PASSAGE GIVEN
* start *

Might we further assume that much of what the literature reports was in fact an elite view of the social system, taken from noble (Nosu) informants? In many areas it may have been the case that farmers of varying cultural allegiances were preyed on and extorted by the martial Nosu lords descending from their mountain strongholds, carrying off children as slaves and exacting tribute, and did not perhaps see themselves as a necessary part of this system at all. We do know that the Hmong in nineteenth-century Yunnan sometimes had Yi landlords, and it seems quite possible therefore that Hmong "tenants" could have been regarded by the Nosu as a part of their social system-perhaps as white-boned subjects or house-slaves, perhaps as "separated-slaves" (i.e., house-slaves who had been given a measure of independence). This would provide another potential explanation of the term "White Hmong."
It is just possible that double Hmong surnames arose in this way, to signify a dual affiliation related to Yi peoples, which may originally have been of a regional, military, or class-based, feudal nature. The dual orientation of Hmong "otherness" towards both the "Sua" (Chinese) and the "Mang" (Yi), the repeated associations of different groups of Hmong with the "whiteness" that characterized the lower strata of Yi society, and the possible derivation of Graham's "Hmong Bo" from the Bo people, who were also associated with "whiteness" and the Yi people, all seem to point towards such a view, which would emphasize the role of Hmong relations towards the Yi in the historical past, rather than painting Hmong history, as the Hmong themselves so often do, purely in terms of Hmong-Han relations.
But I am afraid there are serious problems with trying to re-paint history in this way. For one thing, if it were the case that Hmong double surnames and cultural divisions arose out of more complex relations with both Yi and Han, one would expect to find much more overlapping of the Hmong insider/outsider terms, a whole variety of outsider terms perhaps representing one original insider term as the "original" Hmong kinship organizations were fragmented and cross-cut by different external allegiances. One would expect to find, for instance, the Chinese surname Li represented among the Hmong by at least two or three original Hmong kinship terms corresponding to it. Yet (with only two exceptions) there is a striking one-to-one consistency in the use of these insider-outsider terms, which would seem to argue against such an idea. Moreover, throughout history the Hmong have lived in extremely remote locations and valued their independence. It is unrealistic to think of them as forming a functional part of another social system, however the elite of that society may have viewed them. I would like to stress here the need for comparative research on the traditional kinship organizations of other non-Hmong, Miao groups in China, such as the Qho Xiong of Hunan and the Hmu speakers of southeast Guizhou, who may more recently than the Hmong have practiced entirely non-patrilineal systems of descent."

* end *

RECORDS SUPPLIED
* start *

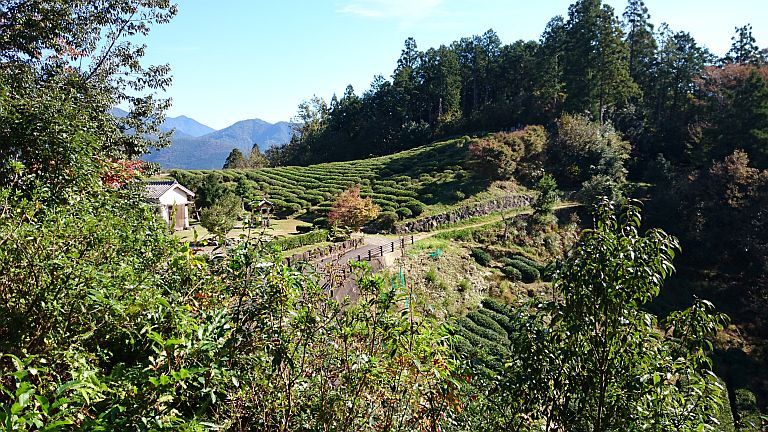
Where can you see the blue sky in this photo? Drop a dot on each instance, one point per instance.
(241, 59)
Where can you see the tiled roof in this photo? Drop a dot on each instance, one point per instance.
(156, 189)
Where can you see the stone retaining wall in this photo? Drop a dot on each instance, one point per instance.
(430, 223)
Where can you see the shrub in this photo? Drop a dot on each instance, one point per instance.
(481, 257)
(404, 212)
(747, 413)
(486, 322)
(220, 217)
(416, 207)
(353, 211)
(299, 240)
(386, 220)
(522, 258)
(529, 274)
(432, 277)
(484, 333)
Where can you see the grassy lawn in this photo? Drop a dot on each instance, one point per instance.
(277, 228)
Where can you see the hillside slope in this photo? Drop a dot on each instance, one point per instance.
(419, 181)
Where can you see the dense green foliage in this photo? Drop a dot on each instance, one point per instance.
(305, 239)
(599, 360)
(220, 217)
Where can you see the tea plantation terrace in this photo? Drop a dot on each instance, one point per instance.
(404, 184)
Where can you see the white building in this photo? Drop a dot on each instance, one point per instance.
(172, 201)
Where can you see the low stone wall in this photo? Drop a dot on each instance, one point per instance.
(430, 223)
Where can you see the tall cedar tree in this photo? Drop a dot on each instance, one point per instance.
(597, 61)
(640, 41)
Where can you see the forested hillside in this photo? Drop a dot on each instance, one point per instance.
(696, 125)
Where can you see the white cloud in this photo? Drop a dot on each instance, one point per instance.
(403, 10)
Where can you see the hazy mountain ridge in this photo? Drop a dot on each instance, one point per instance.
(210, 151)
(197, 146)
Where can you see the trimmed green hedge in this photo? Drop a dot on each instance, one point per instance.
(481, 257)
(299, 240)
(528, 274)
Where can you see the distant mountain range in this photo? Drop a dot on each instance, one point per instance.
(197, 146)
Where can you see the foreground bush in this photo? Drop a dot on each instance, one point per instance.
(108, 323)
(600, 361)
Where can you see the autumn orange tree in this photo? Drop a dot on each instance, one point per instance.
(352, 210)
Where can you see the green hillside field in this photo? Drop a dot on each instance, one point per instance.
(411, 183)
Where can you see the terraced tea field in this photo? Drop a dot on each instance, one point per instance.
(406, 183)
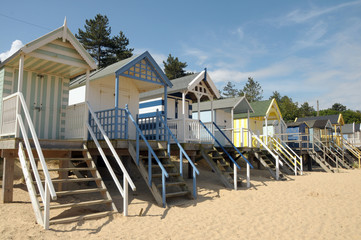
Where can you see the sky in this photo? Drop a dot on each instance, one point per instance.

* end *
* start *

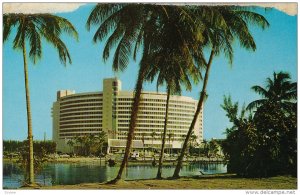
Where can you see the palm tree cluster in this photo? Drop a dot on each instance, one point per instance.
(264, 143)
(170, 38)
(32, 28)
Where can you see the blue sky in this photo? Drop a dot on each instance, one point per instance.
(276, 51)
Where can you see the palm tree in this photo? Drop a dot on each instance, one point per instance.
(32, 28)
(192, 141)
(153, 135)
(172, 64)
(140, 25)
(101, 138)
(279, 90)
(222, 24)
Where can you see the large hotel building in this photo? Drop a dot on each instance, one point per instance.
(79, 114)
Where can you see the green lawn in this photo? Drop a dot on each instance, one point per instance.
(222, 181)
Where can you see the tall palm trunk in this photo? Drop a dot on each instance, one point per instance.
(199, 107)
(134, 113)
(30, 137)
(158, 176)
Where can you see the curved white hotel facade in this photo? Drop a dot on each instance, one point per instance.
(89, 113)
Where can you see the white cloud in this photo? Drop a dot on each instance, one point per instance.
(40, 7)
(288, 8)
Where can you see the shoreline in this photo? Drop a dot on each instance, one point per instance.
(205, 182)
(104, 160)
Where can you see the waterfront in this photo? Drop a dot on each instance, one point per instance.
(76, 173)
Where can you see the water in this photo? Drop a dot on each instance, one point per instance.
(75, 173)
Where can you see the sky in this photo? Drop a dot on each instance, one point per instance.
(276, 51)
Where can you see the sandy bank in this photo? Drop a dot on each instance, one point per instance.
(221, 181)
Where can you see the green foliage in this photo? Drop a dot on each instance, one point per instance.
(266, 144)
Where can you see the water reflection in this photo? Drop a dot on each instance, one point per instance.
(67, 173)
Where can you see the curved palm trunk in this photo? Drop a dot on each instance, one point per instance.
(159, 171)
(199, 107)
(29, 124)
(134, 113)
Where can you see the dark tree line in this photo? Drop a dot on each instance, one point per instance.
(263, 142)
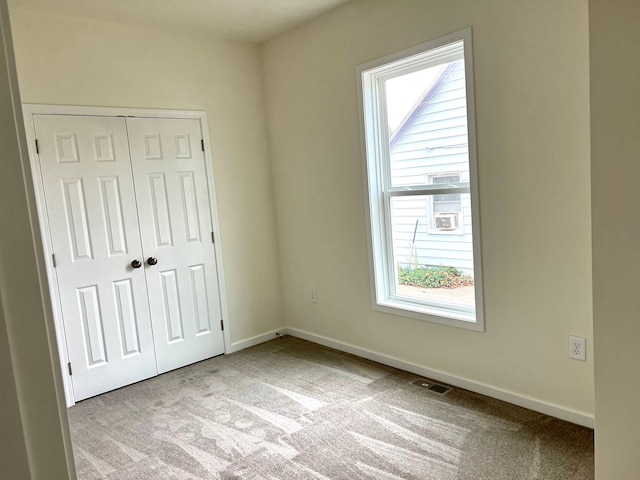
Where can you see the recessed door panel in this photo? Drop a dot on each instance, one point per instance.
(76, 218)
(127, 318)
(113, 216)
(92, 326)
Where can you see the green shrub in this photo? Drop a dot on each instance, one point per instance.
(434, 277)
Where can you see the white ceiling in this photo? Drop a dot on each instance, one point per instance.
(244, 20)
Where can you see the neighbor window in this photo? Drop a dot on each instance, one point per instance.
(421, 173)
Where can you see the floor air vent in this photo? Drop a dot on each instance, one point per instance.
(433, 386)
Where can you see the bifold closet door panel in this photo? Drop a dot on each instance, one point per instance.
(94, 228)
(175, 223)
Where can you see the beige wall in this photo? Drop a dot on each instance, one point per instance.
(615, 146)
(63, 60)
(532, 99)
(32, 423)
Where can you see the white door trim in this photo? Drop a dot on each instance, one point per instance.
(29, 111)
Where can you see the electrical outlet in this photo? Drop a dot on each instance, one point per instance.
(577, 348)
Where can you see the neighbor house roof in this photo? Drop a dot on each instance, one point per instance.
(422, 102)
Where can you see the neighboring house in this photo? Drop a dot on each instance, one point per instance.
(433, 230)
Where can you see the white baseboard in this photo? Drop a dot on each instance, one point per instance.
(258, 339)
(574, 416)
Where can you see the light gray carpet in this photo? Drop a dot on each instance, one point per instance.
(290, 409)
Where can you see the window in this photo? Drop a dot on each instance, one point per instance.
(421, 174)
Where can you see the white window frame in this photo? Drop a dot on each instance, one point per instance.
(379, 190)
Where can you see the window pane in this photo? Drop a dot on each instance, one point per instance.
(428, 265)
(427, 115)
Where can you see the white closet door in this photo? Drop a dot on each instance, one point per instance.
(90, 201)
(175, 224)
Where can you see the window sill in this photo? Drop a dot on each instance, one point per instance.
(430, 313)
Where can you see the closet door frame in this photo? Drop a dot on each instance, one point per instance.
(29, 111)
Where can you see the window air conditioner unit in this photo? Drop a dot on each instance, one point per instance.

* end *

DIRECTIONS
1. Reproduce word for word the part of the passage on Hmong and Yi relations from "It is just possible" to "of Hmong-Han relations.".
2. Write the next part of the passage on Hmong and Yi relations, picking up after its final sentence.

EXPECTED RESPONSES
1.
It is just possible that double Hmong surnames arose in this way, to signify a dual affiliation related to Yi peoples, which may originally have been of a regional, military, or class-based, feudal nature. The dual orientation of Hmong "otherness" towards both the "Sua" (Chinese) and the "Mang" (Yi), the repeated associations of different groups of Hmong with the "whiteness" that characterized the lower strata of Yi society, and the possible derivation of Graham's "Hmong Bo" from the Bo people, who were also associated with "whiteness" and the Yi people, all seem to point towards such a view, which would emphasize the role of Hmong relations towards the Yi in the historical past, rather than painting Hmong history, as the Hmong themselves so often do, purely in terms of Hmong-Han relations.

2.
THE CULTURALIST MODEL
So we are reduced to the more usual explanation of the Green Hmong double surname terms (and the Chinese-type surnames used generally by the Hmong) through intermarriage with Han Chinese, rather than in terms of their relations with other peoples besides the Han (or of their adopting Chinese patronymics for strategic ends, since Hmong were rarely in a position to do this). This explanation supposes, for example, that Han Chinese of the surname Li married into the original Hmong kinship group Cai so extensively that the Chinese surname was attached to their own to signify the closeness of this relationship (Li=Cai). But there are problems with these assumptions too! Because one then has to assume that Chinese intermarriage occurred so very extensively with the White Hmong that they entirely lost their original kinship terms, since they do not use the internal surname terms used by the Green Hmong at all. If we assume such a degree of sinicization, how were they able to remain Hmong?
YANG (1998) notes that LEMOINE (1972) records there were some villagers surnamed Tho ("external term") among the Green Hmong who were not known as Dlu ("internal term"). YANG (1998) cogently argues that this could have come about through the uxorilocal marriage of a White Hmong man surnamed Tho, to a Green Hmong woman, whose children would be brought up as Green Hmong, speaking Green Hmong and wearing Green Hmong clothes. As the children of a White Hmong man with no "internal" surname, they may not have used the dual term used by Green Hmong and could have remained known simply as "Tho." The model Yang uses here is similar to the culturalist model of intermarriage according to which the Hmong originally gained their Chinese surnames through uxorilocal marriage with Han males. Actually a great deal of evidence supports this model.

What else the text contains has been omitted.